In the material below, replace every "much appreciated" with "very helpful" and write all the rest out unchanged. Leave out the pictures.

--- Start of Listing ---

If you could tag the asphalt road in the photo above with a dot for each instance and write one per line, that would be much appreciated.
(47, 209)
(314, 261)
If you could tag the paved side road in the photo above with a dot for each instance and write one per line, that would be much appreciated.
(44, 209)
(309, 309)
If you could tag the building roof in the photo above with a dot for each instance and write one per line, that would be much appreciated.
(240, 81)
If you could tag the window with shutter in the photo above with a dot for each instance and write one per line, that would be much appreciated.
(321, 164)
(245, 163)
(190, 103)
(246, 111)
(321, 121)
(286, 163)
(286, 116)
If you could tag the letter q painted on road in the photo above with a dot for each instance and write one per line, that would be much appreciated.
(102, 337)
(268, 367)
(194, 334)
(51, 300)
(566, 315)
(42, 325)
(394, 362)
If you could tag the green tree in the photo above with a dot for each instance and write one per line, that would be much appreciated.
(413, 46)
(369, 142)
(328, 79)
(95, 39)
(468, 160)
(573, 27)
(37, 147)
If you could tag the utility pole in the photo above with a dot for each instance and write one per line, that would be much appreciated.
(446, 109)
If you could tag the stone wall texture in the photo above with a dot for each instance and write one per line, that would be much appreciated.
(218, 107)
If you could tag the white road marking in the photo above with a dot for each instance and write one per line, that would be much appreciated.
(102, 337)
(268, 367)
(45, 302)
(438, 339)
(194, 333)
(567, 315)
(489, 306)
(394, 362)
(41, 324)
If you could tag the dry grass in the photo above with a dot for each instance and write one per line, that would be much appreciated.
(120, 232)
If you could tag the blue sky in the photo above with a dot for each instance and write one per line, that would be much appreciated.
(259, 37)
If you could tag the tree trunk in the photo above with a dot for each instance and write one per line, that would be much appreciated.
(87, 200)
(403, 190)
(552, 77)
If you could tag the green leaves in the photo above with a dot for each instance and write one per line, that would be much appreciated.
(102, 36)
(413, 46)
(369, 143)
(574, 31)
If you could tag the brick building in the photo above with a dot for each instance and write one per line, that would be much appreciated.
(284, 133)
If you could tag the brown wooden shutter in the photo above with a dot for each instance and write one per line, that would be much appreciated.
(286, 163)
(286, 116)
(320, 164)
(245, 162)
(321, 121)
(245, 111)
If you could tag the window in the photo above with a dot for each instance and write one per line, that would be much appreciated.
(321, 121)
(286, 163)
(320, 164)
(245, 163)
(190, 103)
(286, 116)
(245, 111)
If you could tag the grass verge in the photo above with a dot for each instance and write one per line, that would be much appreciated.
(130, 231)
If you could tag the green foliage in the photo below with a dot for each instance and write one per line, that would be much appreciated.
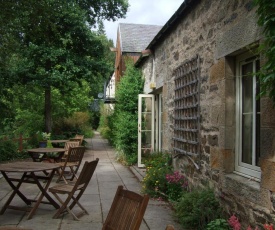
(266, 19)
(78, 122)
(220, 224)
(123, 121)
(9, 151)
(158, 165)
(50, 44)
(197, 208)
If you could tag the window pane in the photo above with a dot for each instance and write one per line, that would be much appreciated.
(247, 113)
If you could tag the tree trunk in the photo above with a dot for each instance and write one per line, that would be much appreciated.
(48, 110)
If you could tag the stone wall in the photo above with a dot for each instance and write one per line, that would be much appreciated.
(216, 31)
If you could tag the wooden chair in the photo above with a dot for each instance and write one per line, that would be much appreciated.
(72, 161)
(74, 191)
(127, 210)
(79, 138)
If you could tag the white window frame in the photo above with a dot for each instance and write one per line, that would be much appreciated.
(250, 170)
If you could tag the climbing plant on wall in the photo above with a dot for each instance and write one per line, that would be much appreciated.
(266, 19)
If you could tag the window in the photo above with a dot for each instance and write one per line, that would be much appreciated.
(248, 116)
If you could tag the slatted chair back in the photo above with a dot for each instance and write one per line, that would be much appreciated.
(127, 210)
(74, 192)
(78, 137)
(72, 161)
(69, 144)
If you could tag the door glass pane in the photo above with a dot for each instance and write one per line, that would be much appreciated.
(247, 113)
(146, 131)
(258, 116)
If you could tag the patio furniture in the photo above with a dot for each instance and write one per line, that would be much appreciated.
(58, 143)
(127, 210)
(72, 161)
(30, 172)
(46, 154)
(71, 190)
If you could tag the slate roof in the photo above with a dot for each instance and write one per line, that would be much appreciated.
(136, 37)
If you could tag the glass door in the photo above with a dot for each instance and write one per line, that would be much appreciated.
(145, 126)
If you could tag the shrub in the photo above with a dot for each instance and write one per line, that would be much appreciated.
(9, 151)
(78, 123)
(197, 208)
(176, 184)
(220, 224)
(158, 165)
(123, 122)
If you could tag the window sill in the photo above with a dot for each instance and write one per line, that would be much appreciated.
(242, 187)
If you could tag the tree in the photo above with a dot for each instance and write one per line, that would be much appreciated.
(50, 43)
(266, 19)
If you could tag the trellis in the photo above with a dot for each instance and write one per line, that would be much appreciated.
(187, 108)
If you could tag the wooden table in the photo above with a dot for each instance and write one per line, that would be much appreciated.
(58, 143)
(30, 172)
(44, 154)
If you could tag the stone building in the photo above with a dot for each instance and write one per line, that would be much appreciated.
(131, 39)
(200, 72)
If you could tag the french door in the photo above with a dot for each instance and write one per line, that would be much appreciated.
(146, 129)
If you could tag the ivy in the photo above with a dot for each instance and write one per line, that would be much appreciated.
(266, 19)
(125, 118)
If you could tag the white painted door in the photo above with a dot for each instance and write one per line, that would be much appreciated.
(146, 124)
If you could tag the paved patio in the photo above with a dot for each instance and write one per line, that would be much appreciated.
(97, 198)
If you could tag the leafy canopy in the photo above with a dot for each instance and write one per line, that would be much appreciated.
(266, 19)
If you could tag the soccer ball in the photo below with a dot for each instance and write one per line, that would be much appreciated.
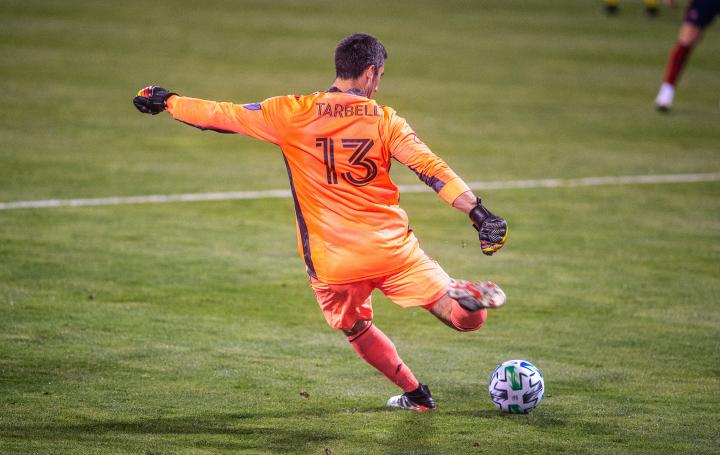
(516, 386)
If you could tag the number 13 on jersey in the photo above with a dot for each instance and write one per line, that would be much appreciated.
(359, 148)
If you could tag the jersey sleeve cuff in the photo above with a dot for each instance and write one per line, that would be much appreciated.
(170, 102)
(453, 189)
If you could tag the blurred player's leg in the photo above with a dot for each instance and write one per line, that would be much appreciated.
(698, 15)
(688, 37)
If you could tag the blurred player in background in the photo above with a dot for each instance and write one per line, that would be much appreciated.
(352, 234)
(698, 15)
(612, 7)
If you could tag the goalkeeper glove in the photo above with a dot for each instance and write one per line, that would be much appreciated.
(492, 228)
(151, 100)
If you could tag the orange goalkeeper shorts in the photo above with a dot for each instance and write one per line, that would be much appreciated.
(421, 283)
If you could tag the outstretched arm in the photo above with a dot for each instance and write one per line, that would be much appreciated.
(253, 120)
(411, 151)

--- End of Listing ---

Exercise result:
If you could tag the asphalt road in the photo above with a dot for each instance and write one per line, that would be very helpful.
(47, 209)
(314, 261)
If you could tag the paved side road in the photo above with a dot for each instance and write one per line, that would be very helpful.
(44, 209)
(309, 309)
If you could tag the building roof in the photo above with a dot for each instance and write one per line, that would be very helpful.
(240, 81)
If you could tag the window with shutter in the photo above with a dot for each instance and write one per line, that would be very helpful.
(321, 164)
(245, 163)
(190, 103)
(246, 111)
(321, 121)
(286, 163)
(286, 116)
If you could tag the letter q painted on road in the photo above with a dot for each instance and write one per line, that would be very helpful.
(102, 337)
(268, 367)
(194, 334)
(51, 300)
(566, 315)
(42, 325)
(394, 362)
If you could tag the green tree in the photo above with a dot for each instance and write one per line, that would be very helpful.
(413, 46)
(369, 142)
(328, 79)
(95, 39)
(468, 160)
(573, 27)
(37, 147)
If you could tag the utility pole in the photo above with a dot for each instance and write one per line, that would be very helpful.
(446, 109)
If you could tag the stone wall texture in the photo above with a dot for each instance and write one per line, that would be very helpful.
(218, 107)
If you could tag the white road marking in the photo above with a dot for each instance and write one per line, that would be very helpful.
(102, 337)
(268, 367)
(45, 302)
(438, 339)
(194, 333)
(567, 315)
(489, 306)
(394, 362)
(41, 324)
If you could tag the dry grass in the photo above with a dot for each instance and write one per line, that would be very helpful.
(120, 232)
If you could tag the blue sky in the photo above with a dot for each instance and write one per line, that would be very helpful.
(259, 37)
If you could tag the tree trunk in the photo above with a dot for each instance and write one per line, that would be very helpful.
(87, 200)
(403, 190)
(552, 77)
If you could tag the green leaves in the photo above with a dot for each instance and write one per line, that would be very helpful.
(102, 36)
(413, 46)
(369, 143)
(574, 31)
If you could tag the brick building in the photo above with a dot for each instance and write one per line, that would be very helpful.
(284, 133)
If you could tag the brown wooden shutter in the photo above with a dot for each instance and write one per line, that would be very helpful.
(286, 163)
(286, 116)
(320, 164)
(245, 162)
(321, 121)
(245, 111)
If you could tag the window in the photo above with a dot for each instance and write one per line, that would be very helpful.
(321, 121)
(286, 163)
(320, 164)
(245, 163)
(190, 103)
(286, 116)
(245, 111)
If you could tag the grass verge in the photo above with a dot for each instance and write one per line, that would be very helpful.
(130, 231)
If you could tag the green foliage in the photo below with a dot for each instance and write one per line, that would be very helpful.
(266, 19)
(78, 122)
(220, 224)
(123, 121)
(9, 151)
(158, 165)
(50, 44)
(197, 208)
If you could tag the window pane in the photo above with a dot for each instance and write one per line, that would be very helpful.
(247, 113)
If you could tag the tree trunk in the photo above with a dot for each instance and write one per line, that would be very helpful.
(48, 110)
If you could tag the stone wall in the photo above with a dot for each instance and write one per line, that would be very helpful.
(216, 31)
If you could tag the wooden chair in the photo above with a dot for each instance and write one per line, that would be very helpful.
(72, 161)
(74, 191)
(127, 210)
(79, 138)
If you could tag the white window frame in the photo above with a dot for each instance and write one per line, that would be very helpful.
(250, 170)
If you could tag the climbing plant on wall in the photo above with a dot for each instance and write one per line, that would be very helpful.
(266, 19)
If you could tag the window in the photo above with a dot for each instance and write one per line, that would be very helpful.
(248, 116)
If you could tag the slatted chair back in the photo above with a dot for each instance and write one per line, that would be very helpful.
(127, 210)
(74, 192)
(78, 137)
(72, 161)
(69, 144)
If you could tag the door glass pane in the photo above with a dot for each instance and write one per line, that would be very helpful.
(247, 113)
(146, 131)
(258, 116)
If you could tag the patio furniture in the photo above with a dot for each instance and write one per line, that would be very helpful.
(58, 143)
(127, 210)
(72, 161)
(30, 172)
(46, 154)
(71, 190)
If you could tag the slate roof in the photo above with a dot for each instance and write one per line, that would be very helpful.
(136, 37)
If you could tag the glass door in the photo above with a dot for each instance and write one per line, that would be very helpful.
(145, 126)
If you could tag the shrub in the photo above with a dot for each instance and write one per line, that would be very helpful.
(9, 151)
(78, 123)
(197, 208)
(176, 184)
(220, 224)
(158, 165)
(123, 122)
If you could tag the window sill in the photo above with a dot for each instance and write one per line, that would be very helpful.
(242, 187)
If you could tag the tree in the photo above with a dot for each instance and write one per line, that would be very helpful.
(50, 43)
(266, 19)
If you could tag the trellis in the photo above with a dot for each instance and write one per line, that would be very helpful.
(187, 108)
If you could tag the wooden table in the photo above with a dot for each instance and write one per line, that would be very helpful.
(58, 143)
(30, 172)
(44, 154)
If you could tag the stone building in the photo above with a dot for each instance and write one per line, that would be very helpful.
(131, 39)
(200, 72)
If you could tag the french door in the photo above with a dot for each instance and write one per line, that would be very helpful.
(146, 129)
If you could tag the ivy in the photo above with a dot for each instance and write one per line, that would be very helpful.
(266, 19)
(125, 118)
If you could tag the white painted door in the photo above with a dot for each instance and write one per line, that would be very helpful.
(146, 124)
If you could tag the paved patio in the photo above with a dot for each instance and write one per line, that would be very helpful.
(97, 198)
If you could tag the leafy canopy in the photo above with a dot for each instance and write one per line, that would be very helpful.
(266, 19)
If you could tag the soccer ball in the photo below with a dot for each instance and write one per line, that would be very helpful.
(516, 386)
If you could tag the number 13 on jersey in the photo above with a dot for each instance and write one per line, that would be very helpful.
(359, 148)
If you could tag the jersey sleeve cuff in the photo above with a dot for each instance and write one per line, that would be very helpful.
(170, 102)
(453, 189)
If you could tag the blurred player's leg in the photo above with a dot for each instance and write one per line, that would be very helpful.
(698, 15)
(688, 37)
If you could tag the blurred player in background in the photo above with a dot for each instance and write one per line, that would be very helpful.
(352, 234)
(698, 15)
(612, 7)
If you could tag the goalkeeper glove in the photo above with a dot for each instance and write one per line, that would be very helpful.
(492, 228)
(151, 100)
If you could tag the orange goalkeeper shorts in the photo above with a dot for each instance and write one per line, that would be very helpful.
(421, 283)
If you could tag the outstretched arm in the photo above with a dot for each instance and write one per line, that would be very helpful.
(253, 120)
(411, 151)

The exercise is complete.